━━━━━ Provided data ━━━━━
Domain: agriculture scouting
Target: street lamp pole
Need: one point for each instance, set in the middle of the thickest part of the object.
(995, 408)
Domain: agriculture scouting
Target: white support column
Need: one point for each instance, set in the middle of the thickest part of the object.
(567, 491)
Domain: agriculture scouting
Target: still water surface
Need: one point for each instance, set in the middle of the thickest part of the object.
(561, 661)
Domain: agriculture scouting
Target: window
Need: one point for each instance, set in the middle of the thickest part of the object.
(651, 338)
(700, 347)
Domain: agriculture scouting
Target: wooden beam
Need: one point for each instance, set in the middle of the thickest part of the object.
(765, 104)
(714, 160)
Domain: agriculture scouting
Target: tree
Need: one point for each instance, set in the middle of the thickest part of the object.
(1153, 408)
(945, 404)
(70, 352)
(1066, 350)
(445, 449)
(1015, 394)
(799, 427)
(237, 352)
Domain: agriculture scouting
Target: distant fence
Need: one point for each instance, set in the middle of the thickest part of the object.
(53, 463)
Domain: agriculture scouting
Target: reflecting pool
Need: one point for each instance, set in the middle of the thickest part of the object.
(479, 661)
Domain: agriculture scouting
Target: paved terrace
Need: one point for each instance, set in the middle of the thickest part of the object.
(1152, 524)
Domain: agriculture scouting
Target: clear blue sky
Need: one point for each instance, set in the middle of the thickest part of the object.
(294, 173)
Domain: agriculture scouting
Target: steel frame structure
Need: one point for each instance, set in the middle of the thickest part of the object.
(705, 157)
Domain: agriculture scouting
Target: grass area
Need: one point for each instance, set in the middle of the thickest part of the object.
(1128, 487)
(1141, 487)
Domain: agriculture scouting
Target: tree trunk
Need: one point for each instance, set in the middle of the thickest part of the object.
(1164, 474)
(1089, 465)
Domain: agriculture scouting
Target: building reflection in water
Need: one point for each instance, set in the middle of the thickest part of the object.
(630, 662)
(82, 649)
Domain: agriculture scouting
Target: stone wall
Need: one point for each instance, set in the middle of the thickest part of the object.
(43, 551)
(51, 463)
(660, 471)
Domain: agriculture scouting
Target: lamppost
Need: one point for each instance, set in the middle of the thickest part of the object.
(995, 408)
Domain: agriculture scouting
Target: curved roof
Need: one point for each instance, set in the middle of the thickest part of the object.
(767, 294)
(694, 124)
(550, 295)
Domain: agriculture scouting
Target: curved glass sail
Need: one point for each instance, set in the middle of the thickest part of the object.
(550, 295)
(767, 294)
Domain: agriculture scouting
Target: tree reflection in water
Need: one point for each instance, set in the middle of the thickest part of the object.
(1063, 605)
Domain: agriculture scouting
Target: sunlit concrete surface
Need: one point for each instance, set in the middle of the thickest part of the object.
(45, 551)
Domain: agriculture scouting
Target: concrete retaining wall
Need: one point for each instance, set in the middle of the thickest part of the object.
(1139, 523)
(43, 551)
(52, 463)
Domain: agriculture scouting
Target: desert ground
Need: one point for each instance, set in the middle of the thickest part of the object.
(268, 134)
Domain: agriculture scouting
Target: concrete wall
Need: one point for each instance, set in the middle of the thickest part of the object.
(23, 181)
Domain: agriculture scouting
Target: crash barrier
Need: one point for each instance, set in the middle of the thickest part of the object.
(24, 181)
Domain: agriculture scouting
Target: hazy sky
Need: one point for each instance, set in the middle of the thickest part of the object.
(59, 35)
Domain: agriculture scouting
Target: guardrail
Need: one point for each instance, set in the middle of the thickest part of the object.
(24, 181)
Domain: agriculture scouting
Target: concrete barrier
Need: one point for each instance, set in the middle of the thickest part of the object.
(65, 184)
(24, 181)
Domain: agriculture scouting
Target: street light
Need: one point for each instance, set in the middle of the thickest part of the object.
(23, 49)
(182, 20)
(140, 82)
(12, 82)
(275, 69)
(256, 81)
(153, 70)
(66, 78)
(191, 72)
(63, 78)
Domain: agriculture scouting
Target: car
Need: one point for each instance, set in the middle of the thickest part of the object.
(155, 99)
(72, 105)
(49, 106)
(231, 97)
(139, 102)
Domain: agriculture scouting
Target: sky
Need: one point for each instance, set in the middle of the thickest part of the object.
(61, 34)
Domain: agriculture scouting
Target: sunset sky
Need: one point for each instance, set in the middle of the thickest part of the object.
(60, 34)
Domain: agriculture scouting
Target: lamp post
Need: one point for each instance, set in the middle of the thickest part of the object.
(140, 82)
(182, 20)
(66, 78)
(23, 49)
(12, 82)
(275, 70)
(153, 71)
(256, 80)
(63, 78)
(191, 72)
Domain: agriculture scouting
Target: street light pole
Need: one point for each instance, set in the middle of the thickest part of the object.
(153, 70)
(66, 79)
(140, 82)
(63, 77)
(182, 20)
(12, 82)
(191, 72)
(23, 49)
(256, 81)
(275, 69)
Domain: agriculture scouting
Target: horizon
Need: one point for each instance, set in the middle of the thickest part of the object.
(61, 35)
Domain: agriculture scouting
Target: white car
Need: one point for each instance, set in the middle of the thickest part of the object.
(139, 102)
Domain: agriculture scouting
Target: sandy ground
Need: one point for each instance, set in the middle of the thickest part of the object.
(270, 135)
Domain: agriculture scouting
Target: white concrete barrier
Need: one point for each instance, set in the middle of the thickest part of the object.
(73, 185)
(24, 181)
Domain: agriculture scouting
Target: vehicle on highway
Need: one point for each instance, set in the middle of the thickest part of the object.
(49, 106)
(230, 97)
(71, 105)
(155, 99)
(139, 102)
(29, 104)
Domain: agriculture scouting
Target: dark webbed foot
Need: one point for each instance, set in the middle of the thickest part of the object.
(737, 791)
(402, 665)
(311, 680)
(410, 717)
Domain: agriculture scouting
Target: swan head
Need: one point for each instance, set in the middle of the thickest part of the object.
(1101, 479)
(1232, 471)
━━━━━
Written instruction>
Please rewrite all of the lines above, switching "agriculture scouting" to "field survey" and keeping everything else unchanged.

Result of the task>
Domain: field survey
Target: street lamp pole
Need: one point for each instance, set in the middle of the thickest part of the object.
(995, 408)
Domain: field survey
Target: white support column
Need: one point for each instance, set in the middle of the thickest part of the object.
(567, 491)
Domain: field survey
Target: still water surface
Need: one point for each instance, set in the middle of the thickest part of the object.
(561, 661)
Domain: field survey
Target: window
Need: one point for each instance, set in the middle of the thickest part of the object.
(651, 338)
(700, 347)
Domain: field survey
Target: wooden beam
Need: one point for each instance, set in the middle of the thickest part of the object.
(765, 104)
(714, 160)
Domain: field survey
Target: tree
Need: one point for each instance, set in the middle of the thickest part of the object.
(1153, 408)
(945, 404)
(70, 352)
(1066, 350)
(445, 449)
(1015, 394)
(799, 427)
(237, 352)
Domain: field survey
Target: distant fence
Need: one point for each instance, set in the middle of the thickest part of the object.
(53, 463)
Domain: field survey
Target: reflecting pool
Need: one point for each instance, set in the middle of the thickest part of the object.
(479, 661)
Domain: field survey
Target: paved terrace
Need: one point for each instance, set in the middle of the thickest part of the object.
(1152, 524)
Domain: field survey
Target: clear blue sky
Need: one point for each instance, set in the middle of the thickest part of the object.
(294, 173)
Domain: field survey
Target: steel frame structure
Need: one point for each instance, set in the middle of the thickest part of the object.
(705, 157)
Domain: field survey
Target: grass area
Need: one point for each instance, set in the middle of the thickest part of the object.
(1128, 487)
(1141, 487)
Domain: field survey
Target: tree trunk
Need: one point for each instance, set in the middle of the thickest part of the object.
(1164, 474)
(1089, 465)
Domain: field survey
Target: building reflection in water
Need: one point for each instance, set in the middle of the thickest part of the object.
(630, 662)
(82, 649)
Domain: field survey
Target: stone wall
Need: one point for each instance, set in the middle of the thickest part of the object.
(43, 551)
(51, 463)
(660, 471)
Domain: field survey
Target: lamppost
Need: one point for each instance, set in the middle of the thickest part of the object.
(995, 408)
Domain: field survey
Target: curved roof
Need: one point for each instance, set in the middle of the thickest part of the object.
(767, 294)
(694, 124)
(550, 295)
Domain: field survey
Target: curved glass sail
Need: one point for each instance, set in the middle of the thickest part of the object.
(550, 295)
(767, 294)
Domain: field survey
Target: tree reflection in water
Need: one point for each instance, set in the middle of the thickest part of the object.
(1063, 605)
Domain: field survey
Target: sunlit concrete surface
Need: one point for each instance, set in the middle of the thickest part of the object.
(45, 551)
Domain: field survey
Target: concrete retaining wall
Need: one point for each instance, set in the middle of the thickest part of the object.
(1139, 523)
(43, 551)
(52, 463)
Domain: field survey
Target: desert ground
Need: one point for each instance, set in the middle of the thickest part of the object.
(268, 134)
Domain: field survey
Target: concrete wall
Need: one point for each instance, set in the middle of the thickest part of the object.
(23, 181)
Domain: field survey
Target: crash barrier
Need: one point for each instance, set in the middle of the thickest part of the object.
(24, 181)
Domain: field survey
Target: hazy sky
Need: one point for each instance, set in the middle of the thickest part of the object.
(59, 35)
Domain: field survey
Target: guardrail
Need: one point for each instance, set in the middle of the thickest part of the object.
(24, 181)
Domain: field survey
Target: concrete barrier
Need: one point for each instance, set in the middle of the thickest part of the object.
(65, 184)
(24, 181)
Domain: field survey
Target: street light
Need: one point for each instance, set in the middle of the thickest part of the object.
(23, 49)
(182, 20)
(140, 82)
(12, 82)
(275, 69)
(256, 81)
(153, 70)
(66, 78)
(191, 72)
(63, 78)
Domain: field survey
Target: car
Need: one point for each instance, set in the middle of the thickest part of the object.
(155, 99)
(72, 105)
(49, 106)
(231, 97)
(139, 102)
Domain: field survey
Target: sky
Need: one point for each instance, set in the middle of the thickest part of the object.
(61, 34)
Domain: field survey
Target: sunset sky
Need: one point for each instance, set in the middle of the thickest part of the object.
(60, 34)
Domain: field survey
Target: lamp post
Need: one point for each instance, set in the middle of the thickest part of the object.
(140, 82)
(182, 20)
(66, 78)
(23, 49)
(12, 82)
(275, 70)
(153, 71)
(256, 80)
(63, 78)
(191, 72)
Domain: field survey
Target: street light pole
Need: one point for each instance, set in the middle of the thickest part of the object.
(153, 70)
(66, 79)
(140, 82)
(63, 77)
(182, 20)
(12, 82)
(191, 72)
(23, 49)
(256, 81)
(275, 69)
Domain: field survey
Target: horizon
Need: one point for each instance, set in the middle of the thickest part of the object.
(61, 35)
Domain: field survey
Target: white car
Need: one point for each instance, set in the middle of the thickest part of the object.
(139, 102)
Domain: field survey
Target: sandy ground
Need: one point for each instance, set in the middle of the thickest part of the object.
(270, 135)
Domain: field survey
Target: white concrete barrier
Need: one point for each instance, set in the middle of the thickest part of the object.
(73, 185)
(24, 181)
Domain: field survey
Target: vehicle on highway
Need: one point for each instance, set in the middle of the thickest part of the object.
(49, 106)
(230, 97)
(71, 105)
(155, 99)
(139, 102)
(29, 104)
Domain: field survey
Target: dark webbed foot
Need: one point for each instance, set in the middle of the thickest part of the object.
(737, 791)
(402, 665)
(311, 680)
(410, 717)
Domain: field survey
Target: swan head
Need: one point for each instance, set in the middle of the thickest part of the object.
(1101, 479)
(1232, 471)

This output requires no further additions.